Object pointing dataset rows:
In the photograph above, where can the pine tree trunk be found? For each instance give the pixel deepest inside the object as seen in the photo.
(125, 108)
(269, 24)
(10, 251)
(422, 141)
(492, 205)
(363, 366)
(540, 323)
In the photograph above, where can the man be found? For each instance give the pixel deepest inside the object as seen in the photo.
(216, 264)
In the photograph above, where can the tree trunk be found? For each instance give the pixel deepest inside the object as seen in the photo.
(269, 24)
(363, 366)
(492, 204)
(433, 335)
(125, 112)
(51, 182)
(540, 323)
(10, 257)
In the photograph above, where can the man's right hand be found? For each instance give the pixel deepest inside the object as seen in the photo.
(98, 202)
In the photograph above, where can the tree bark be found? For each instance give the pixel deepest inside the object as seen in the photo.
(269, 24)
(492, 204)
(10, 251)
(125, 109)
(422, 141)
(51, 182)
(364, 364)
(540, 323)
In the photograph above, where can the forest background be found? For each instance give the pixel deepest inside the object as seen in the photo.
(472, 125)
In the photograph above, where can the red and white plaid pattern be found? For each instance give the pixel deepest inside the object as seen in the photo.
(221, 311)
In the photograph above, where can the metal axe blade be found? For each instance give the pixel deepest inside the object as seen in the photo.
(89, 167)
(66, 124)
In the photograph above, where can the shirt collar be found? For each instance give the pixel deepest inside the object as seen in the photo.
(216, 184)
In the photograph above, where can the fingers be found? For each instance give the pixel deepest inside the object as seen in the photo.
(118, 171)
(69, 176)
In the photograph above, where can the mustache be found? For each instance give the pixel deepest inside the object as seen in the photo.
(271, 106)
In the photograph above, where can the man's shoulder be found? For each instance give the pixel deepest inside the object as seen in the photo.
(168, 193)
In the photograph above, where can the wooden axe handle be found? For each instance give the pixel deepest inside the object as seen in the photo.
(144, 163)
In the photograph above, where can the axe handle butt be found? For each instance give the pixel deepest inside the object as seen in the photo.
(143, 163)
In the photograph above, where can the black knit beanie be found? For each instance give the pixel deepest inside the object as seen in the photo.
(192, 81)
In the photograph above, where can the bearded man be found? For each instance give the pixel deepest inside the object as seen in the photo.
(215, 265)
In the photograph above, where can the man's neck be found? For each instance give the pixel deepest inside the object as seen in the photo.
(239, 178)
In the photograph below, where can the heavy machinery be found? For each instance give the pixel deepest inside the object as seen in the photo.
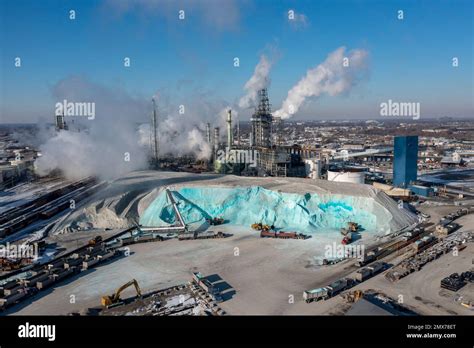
(215, 221)
(114, 299)
(95, 241)
(353, 226)
(262, 227)
(353, 296)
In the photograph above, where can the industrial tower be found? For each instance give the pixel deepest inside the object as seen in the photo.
(262, 122)
(154, 137)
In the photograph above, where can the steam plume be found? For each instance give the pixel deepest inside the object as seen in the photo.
(331, 77)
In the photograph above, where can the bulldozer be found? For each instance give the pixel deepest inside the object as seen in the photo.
(114, 299)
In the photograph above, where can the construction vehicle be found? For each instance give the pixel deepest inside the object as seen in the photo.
(353, 296)
(215, 221)
(7, 264)
(95, 241)
(353, 226)
(347, 239)
(257, 226)
(114, 299)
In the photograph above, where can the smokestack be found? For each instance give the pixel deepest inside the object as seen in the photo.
(216, 139)
(230, 140)
(238, 132)
(155, 135)
(208, 132)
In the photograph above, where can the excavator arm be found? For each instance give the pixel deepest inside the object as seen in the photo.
(108, 300)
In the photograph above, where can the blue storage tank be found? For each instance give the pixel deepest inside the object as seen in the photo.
(421, 190)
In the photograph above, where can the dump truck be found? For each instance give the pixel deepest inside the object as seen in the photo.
(362, 261)
(337, 286)
(316, 294)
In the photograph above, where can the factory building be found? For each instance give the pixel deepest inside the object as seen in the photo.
(405, 160)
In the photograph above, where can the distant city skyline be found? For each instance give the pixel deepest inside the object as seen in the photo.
(191, 61)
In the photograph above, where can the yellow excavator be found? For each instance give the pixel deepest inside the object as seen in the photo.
(107, 301)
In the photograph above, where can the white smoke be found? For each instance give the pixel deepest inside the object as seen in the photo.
(108, 147)
(258, 81)
(331, 77)
(117, 141)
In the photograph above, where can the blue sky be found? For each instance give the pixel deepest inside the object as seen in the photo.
(410, 59)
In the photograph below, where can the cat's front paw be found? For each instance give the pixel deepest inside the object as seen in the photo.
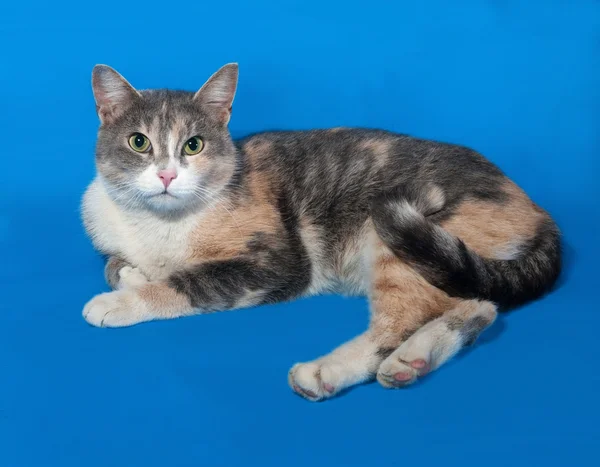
(115, 309)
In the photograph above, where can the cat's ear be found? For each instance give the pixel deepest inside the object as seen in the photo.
(218, 92)
(112, 92)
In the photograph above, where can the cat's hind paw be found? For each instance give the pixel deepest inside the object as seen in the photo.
(313, 381)
(115, 309)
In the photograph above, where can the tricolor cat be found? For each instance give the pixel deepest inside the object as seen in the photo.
(436, 236)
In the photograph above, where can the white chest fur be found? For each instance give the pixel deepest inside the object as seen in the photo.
(156, 246)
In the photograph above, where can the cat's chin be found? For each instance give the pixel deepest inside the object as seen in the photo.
(167, 202)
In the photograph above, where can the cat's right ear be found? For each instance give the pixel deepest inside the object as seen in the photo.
(112, 92)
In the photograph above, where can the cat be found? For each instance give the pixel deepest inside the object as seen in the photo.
(435, 235)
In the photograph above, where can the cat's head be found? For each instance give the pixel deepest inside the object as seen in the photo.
(164, 150)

▸ REQUIRED WORK: Repeat each entry exactly as given; no pictures belong in the copy.

▸ OUTPUT FOR THIS EXERCISE:
In the photograph above, where can the pine tree trunk be found? For each instance give the pixel deepest inside the object as seen in the photo.
(125, 108)
(269, 24)
(10, 251)
(422, 141)
(492, 205)
(363, 366)
(540, 323)
In the photograph above, where can the man be found? For each instance give the pixel deepest inside the object as seen in the photo.
(216, 264)
In the photograph above, where can the tree trunk be found? For each instance give the pixel deepest inside the object as seen in the photo.
(269, 24)
(363, 366)
(492, 204)
(433, 335)
(125, 112)
(51, 182)
(540, 323)
(10, 257)
In the photograph above, where can the man's right hand be found? For each instance give the pixel deepest inside the object as seen in the photo.
(98, 202)
In the photograph above, where can the tree bark be found? For each instance give the pixel deepest inside the object as seen in the photo.
(269, 24)
(492, 204)
(10, 251)
(125, 109)
(422, 141)
(51, 182)
(364, 364)
(540, 323)
In the photograph above, where can the forest background be found? For each instance give the pixel deepest inside the object as seen in the photo.
(472, 125)
In the photograph above, where can the red and white plaid pattern be found? For each instance give the pixel deepest inside the object as seen in the photo.
(221, 311)
In the photograph above, where can the metal axe blade be found? For each instance give the pixel deepest inside the object as seen in the photo.
(89, 167)
(66, 124)
In the photograph above, where can the shirt collar be found? For each instance give the pixel deepest inside the object as seen in the photo.
(216, 184)
In the photograph above, where can the fingers be found? For each instance give the pixel deepest inside the object as seen in the photo.
(118, 171)
(69, 176)
In the photograph above, where can the mustache be found? For each instance give the pixel deepest inside the object as seen in the photo.
(271, 106)
In the photograph above, where can the man's shoulder be found? For each instance give the pixel deepest inside the object as seen in the photo.
(168, 193)
In the photograph above, where can the wooden axe handle be found? For each instance give the pixel deepest inside the object as seen in the photo.
(144, 163)
In the photograph above, where can the axe handle butt be found? For each instance give the pixel deepest inside the object as seen in the photo.
(143, 163)
In the photograph above, where can the black knit beanie be found? For each instance give the pixel deepest inside the object as seen in the photo.
(192, 81)
In the photograph above, where can the bearded man be found? For each instance give the pixel deepest inside the object as seen in the photo.
(215, 265)
In the photograph above, where can the man's neck be found? For each instance give the pixel deepest inside the object as seen in the photo.
(239, 178)
In the photograph below, where can the heavy machinery be found? For each instance give the pixel deepest inside the object as seen in the photo.
(215, 221)
(114, 299)
(95, 241)
(353, 226)
(262, 227)
(353, 296)
In the photograph above, where can the industrial tower be found? For each instance give the pixel deepest inside the object as seen in the photo.
(262, 122)
(154, 137)
In the photograph above, where can the steam plume be found? For each instance give the pixel deepest inside the object as seen in the photo.
(331, 77)
In the photograph above, where can the bulldozer be found? For each instance give the pixel deepest inside the object as seen in the photo.
(114, 299)
In the photograph above, where can the construction vehicle be found? For each instance give the pixel deepest inside the object as seen in the photo.
(353, 296)
(215, 221)
(7, 264)
(95, 241)
(353, 226)
(347, 239)
(257, 226)
(114, 299)
In the photograph above, where can the smokestack be found? For each instance give the pixel deepest inside the object as seen in the photo.
(216, 139)
(230, 140)
(238, 132)
(155, 135)
(208, 132)
In the photograph above, where can the excavator arm be found? For each instance give the pixel deepest inside the object as seen in the photo.
(108, 300)
In the photograph above, where can the blue storage tank be found? For each instance give the pixel deepest inside the object as seen in the photo.
(421, 190)
In the photograph above, where can the dump truck be found? For each instance give the pixel deepest inside the object as seen in the photo.
(362, 261)
(337, 286)
(316, 294)
In the photograph above, where can the factory building be found? For each instance give the pixel deepest inside the object as seen in the photo.
(405, 160)
In the photograph above, where can the distant city skyline be found? For each instance give the pixel deepest inside the object as seen in the photo.
(191, 61)
In the photograph above, where can the yellow excavator be found? For each instance give the pixel deepest inside the object as seen in the photo.
(107, 301)
In the photograph above, where can the white smoke be found? For each instance give the pixel deepest inside the object as seen in the photo.
(108, 147)
(258, 81)
(331, 77)
(117, 141)
In the photograph above, where can the blue sky be found? For each instance give the pixel deepest inside the object as seen in the photo.
(410, 59)
In the photograph below, where can the cat's front paw be found? For each instance give the pixel deepest inside the object as seen in the photo.
(115, 309)
In the photograph above, where can the cat's ear be found? For each instance give the pixel deepest inside the object as seen in the photo.
(218, 92)
(112, 92)
In the photograph above, where can the cat's hind paw be found? For each instance give the pixel deepest inside the object as seen in the photo.
(313, 381)
(115, 309)
In the photograph above, where can the tricolor cat be found? For each instance give the pixel deepest inside the object as seen in the photo.
(436, 236)
In the photograph above, where can the white chest fur be found? For each instance give the pixel deepest inside the object as seen in the photo.
(156, 246)
In the photograph above, where can the cat's chin be found? For each instance give the pixel deepest inside the object as seen in the photo.
(167, 202)
In the photograph above, where can the cat's right ear be found? For each instance give the pixel deepest inside the object as seen in the photo.
(112, 92)
In the photograph above, where can the cat be found? For each instance give the pixel deepest inside the object as seen in the photo.
(435, 235)
In the photograph above, where can the cat's head be found? For each instance give the pixel deepest inside the object as seen in the photo.
(164, 150)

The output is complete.